• _Provided passage_

☆ ☆ ☆ ☆ ☆ ☆ ☆

Search This Blog

August 28, 2013

#Venezuela finds another way to destroy its credibility

"It is the state that sets the price of these products that will be sold, it's not some mafia ... no individual is going to come here and tell us the value of a product that belongs to all Venezuelans," Industry Minister Ricardo Menendez said last week during the launch of the new system.

The government has no idea what it's doing

With the new mechanism, Venezuela is now selling its metals well above the international price, according to mining industry workers, though it is not immediately evident how the companies are establishing prices.

Venezuela seeks 'fair price' for metals exports, traders wary

Traders warn that government plans to raise prices for its metals and minerals exports in a bid to obtain a fair price, could leave it without buyers.
Author: Diego Ore & Silvia Antonioli (Reuters)
Posted: Wednesday , 28 Aug 2013
CARACAS/LONDON (Reuters)  - 
Venezuela is hiking prices for its metals and minerals exports in an effort to obtain a "fair price" from buyers, but traders warned the move could leave the OPEC nation without buyers for its most important non-oil exports.
President Nicolas Maduro said the system would boost revenue for metals including iron, steel and aluminum, while reducing costly commissions paid to intermediaries and traders.
The "sovereign marketing" plan was rolled out in conjunction with promises by Maduro of a broad campaign to crack down on corruption after the arrest of several officials over alleged kickbacks at a state-run company.
"It is the state that sets the price of these products that will be sold, it's not some mafia ... no individual is going to come here and tell us the value of a product that belongs to all Venezuelans," Industry Minister Ricardo Menendez said last week during the launch of the new system.
Better known as a major oil producer, Venezuela also exports metals including long and flat steel products, iron ore, and primary aluminum that are produced by state-run firms.
Though it traditionally sold those metals using the benchmark prices of the London Metals Exchange (LME) - the world's top market for non-ferrous metals options and contracts - it also offered discounts off the reference prices.

☆ ☆ ☆ ☆ ☆ ☆ ☆

Saved data entries

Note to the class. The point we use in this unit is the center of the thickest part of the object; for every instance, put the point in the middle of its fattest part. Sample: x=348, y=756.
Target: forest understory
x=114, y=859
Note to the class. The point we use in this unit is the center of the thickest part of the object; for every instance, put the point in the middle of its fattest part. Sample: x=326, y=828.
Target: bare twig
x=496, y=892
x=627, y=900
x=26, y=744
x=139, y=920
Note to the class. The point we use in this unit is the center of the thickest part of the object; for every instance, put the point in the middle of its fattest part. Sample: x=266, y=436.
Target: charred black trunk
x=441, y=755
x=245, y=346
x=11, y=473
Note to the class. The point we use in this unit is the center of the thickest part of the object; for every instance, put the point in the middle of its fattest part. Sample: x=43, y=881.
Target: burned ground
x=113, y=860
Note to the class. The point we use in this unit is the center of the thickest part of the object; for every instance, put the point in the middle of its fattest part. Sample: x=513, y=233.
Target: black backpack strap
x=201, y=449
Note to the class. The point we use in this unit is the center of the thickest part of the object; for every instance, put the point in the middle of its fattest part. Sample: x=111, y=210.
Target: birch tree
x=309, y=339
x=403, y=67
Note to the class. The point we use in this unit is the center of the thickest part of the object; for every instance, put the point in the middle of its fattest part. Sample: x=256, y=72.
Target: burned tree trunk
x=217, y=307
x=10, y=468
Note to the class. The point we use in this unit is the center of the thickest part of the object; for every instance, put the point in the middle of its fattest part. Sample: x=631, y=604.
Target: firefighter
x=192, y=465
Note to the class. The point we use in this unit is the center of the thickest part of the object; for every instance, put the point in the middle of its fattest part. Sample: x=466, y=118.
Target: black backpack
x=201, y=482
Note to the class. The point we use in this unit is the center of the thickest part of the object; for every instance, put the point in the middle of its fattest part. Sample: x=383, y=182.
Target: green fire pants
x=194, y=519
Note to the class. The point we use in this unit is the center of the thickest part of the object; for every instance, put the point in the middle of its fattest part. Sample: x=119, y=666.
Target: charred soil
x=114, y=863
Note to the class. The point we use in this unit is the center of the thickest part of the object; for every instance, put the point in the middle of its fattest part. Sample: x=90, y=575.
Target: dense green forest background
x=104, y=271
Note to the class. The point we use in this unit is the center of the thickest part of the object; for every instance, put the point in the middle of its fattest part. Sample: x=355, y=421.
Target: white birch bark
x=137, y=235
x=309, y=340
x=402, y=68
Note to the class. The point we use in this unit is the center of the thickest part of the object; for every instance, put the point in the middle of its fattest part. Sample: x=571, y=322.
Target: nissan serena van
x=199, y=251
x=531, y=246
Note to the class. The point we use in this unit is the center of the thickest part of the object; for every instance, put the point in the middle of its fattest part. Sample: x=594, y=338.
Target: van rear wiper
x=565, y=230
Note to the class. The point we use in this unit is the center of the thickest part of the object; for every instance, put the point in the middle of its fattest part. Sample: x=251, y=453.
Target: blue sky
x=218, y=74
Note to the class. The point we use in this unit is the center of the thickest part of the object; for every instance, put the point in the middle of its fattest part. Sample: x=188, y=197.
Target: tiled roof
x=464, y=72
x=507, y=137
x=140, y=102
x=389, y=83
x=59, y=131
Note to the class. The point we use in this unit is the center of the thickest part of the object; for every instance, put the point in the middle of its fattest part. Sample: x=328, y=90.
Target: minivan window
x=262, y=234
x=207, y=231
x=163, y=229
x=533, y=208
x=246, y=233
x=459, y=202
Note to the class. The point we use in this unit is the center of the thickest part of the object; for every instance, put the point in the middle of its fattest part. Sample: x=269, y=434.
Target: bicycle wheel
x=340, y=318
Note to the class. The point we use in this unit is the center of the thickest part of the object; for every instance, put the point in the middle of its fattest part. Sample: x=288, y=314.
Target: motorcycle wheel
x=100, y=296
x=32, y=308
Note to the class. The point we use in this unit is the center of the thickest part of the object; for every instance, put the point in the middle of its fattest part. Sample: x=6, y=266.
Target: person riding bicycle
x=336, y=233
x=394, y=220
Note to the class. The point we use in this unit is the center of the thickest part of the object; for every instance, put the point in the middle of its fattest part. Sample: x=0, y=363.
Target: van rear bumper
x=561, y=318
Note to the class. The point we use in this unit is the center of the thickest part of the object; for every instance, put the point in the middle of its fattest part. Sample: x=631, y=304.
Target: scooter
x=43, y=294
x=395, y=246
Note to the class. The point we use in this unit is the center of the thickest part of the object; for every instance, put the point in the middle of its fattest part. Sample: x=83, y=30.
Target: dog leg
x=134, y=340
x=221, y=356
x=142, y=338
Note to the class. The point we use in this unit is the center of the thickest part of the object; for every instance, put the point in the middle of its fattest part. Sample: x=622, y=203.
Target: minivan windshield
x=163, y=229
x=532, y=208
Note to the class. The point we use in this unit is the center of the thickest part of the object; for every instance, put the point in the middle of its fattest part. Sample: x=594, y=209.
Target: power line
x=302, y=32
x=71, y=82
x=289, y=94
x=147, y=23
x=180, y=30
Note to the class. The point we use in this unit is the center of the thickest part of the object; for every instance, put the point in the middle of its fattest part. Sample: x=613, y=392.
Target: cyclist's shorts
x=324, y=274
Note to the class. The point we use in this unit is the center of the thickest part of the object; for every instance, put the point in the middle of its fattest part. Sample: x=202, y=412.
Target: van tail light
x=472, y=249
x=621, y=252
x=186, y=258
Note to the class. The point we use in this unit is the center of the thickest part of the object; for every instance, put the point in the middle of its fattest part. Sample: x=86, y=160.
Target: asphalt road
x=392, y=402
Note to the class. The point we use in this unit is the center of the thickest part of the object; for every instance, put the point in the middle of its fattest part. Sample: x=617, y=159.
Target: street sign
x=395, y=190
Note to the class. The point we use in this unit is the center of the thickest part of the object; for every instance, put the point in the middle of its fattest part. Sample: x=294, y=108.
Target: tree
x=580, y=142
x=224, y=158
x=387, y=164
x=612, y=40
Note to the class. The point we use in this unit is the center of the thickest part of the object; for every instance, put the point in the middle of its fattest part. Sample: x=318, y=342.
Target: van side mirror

☆ ☆ ☆ ☆ ☆ ☆ ☆

• _Task to carry out_
Write the next part of the text on Venezuela's metal export pricing, picking up after its last sentence. The items are separate material and have no connection to the text on Venezuela's metal export prices.

• _Answer to this task_
With the new mechanism, Venezuelan is now selling its metals well above the international price, according to mining industry workers, though it is not immediately evident how the companies are establishing prices.
The industry ministry did not respond to requests for clarification.
Menendez pointed to a recent shipment of hot-briquetted iron (HBI) that sold for $310.00 per tonne, compared with a previous shipment that sold for $268.50 per tonne, noting that this would save the country $1.26 million.

'NO IDEA WHAT IT'S DOING'

Metals traders have decried the effort as another obstacle to doing business in the country, where commodities transactions are already made complicated by strict currency controls and overstretched port infrastructure.
"The government has no idea what it's doing ... They put up so many obstacles that clients are losing faith in Venezuela," said one ferrous metals trader who works in Venezuela.
"This is crazy, it's never going to work," said a metals merchant based in the United States. "People are leaving Venezuelan minerals in the ports."
Venezuela's metals industry output has slumped due to lack of investment, swollen payrolls and outdated technology. The contribution of mining to Venezuela's economic growth has fallen by 25 percent over the last decade, official figures say.
Metals output never recovered from a slump during an electricity crisis in 2010. At the same time, production costs have soared to the point they usually exceed the price fetched on the export markets.
Sidor, the largest steelmaker in the Andes region, was nationalized by the late socialist leader Hugo Chavez in 2008. According to official figures, it spends $700 to produce a tonne of steel billet that sells for $150 on the LME.
Venezuela largely stopped exporting steel because of demand from the local construction sector, driven by a massive housing program created by Chavez.
At Venalum, which has Latin America's largest aluminum plant, producing a tonne of aluminum costs $3,215, according to official figures, even though the LME lists its price at around $1,850.
Production at Venalum has fallen to levels similar to those of 20 years ago, and it is currently using only 35 percent of its installed capacity. It is exporting only about a third of its output, or some 44,640 tonnes.
This is considerably less than its supply commitments of 60,000 tonnes per year to commodities giant Glencore and 18,000 tonnes per year to Hong Kong-based Noble Resources, part of Noble Group.
The price disparities are partly the result of Venezuela's exchange control system, which fix the bolivar currency at a rate of 6.3 per dollar, even as greenbacks fetch more than five times that on an illegal black market. (Writing by Brian Ellsworth; Editing by Daniel Wallis and David Gregorio)


Venezuela seeks 'fair price' for metals exports, traders wary


Share

August 27, 2013

Li Ka-Shing-Backed #Gold Investment vehicle #CEF comes out of the woodwork- Bloomberg

CEF Holdings Ltd., a venture between Li Ka-shing’s flagship company and Canadian Imperial Bank of Commerce, is looking to invest in gold mining companies after a slump in prices creates buying opportunities. 

Li Ka-Shing-Backed CEF Seeking to Make Gold Investments

CEF Holdings Ltd., a venture between Li Ka-shing’s flagship company and Canadian Imperial Bank of Commerce, is looking to invest in gold mining companies after a slump in prices creates buying opportunities.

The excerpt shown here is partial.